(Source records)
::::::::::
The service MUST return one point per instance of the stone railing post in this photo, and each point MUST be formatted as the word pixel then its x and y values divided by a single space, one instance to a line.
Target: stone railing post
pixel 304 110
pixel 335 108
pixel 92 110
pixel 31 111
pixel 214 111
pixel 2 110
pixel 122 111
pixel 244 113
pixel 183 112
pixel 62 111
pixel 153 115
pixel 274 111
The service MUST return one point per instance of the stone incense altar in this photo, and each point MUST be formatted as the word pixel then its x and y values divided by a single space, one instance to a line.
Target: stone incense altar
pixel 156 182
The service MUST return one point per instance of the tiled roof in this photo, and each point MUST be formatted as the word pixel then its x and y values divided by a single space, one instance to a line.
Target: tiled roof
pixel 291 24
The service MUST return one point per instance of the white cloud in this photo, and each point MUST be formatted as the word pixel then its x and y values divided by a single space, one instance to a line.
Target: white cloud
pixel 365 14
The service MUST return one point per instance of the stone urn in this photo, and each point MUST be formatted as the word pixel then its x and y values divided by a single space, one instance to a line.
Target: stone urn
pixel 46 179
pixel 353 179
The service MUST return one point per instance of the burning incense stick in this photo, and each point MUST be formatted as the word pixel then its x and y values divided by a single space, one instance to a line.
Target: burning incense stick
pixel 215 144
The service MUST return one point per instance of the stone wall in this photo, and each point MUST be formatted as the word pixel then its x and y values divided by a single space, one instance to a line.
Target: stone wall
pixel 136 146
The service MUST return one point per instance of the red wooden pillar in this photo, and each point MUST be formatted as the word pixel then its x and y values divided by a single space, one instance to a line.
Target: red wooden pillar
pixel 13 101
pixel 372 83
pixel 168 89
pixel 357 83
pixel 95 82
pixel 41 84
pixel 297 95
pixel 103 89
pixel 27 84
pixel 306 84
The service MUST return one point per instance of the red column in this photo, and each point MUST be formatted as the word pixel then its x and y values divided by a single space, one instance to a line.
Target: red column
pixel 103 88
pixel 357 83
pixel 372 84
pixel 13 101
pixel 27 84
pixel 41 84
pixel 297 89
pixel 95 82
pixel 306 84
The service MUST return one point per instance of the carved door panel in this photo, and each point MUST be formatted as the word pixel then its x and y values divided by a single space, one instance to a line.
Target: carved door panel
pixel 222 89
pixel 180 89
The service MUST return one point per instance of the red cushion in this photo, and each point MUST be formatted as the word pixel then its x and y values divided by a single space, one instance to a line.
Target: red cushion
::::::::::
TASK INSTRUCTIONS:
Copy the material word for word, starting at its first line and ending with the line that contains "pixel 122 111", including that line.

RESPONSE:
The service MUST return one point per instance of the stone railing post in this photo, and each point MUST be formatted as the word pixel then its x and y values divided by a single space, one instance to a line.
Target: stone railing post
pixel 304 110
pixel 335 108
pixel 92 110
pixel 31 111
pixel 214 111
pixel 2 110
pixel 122 111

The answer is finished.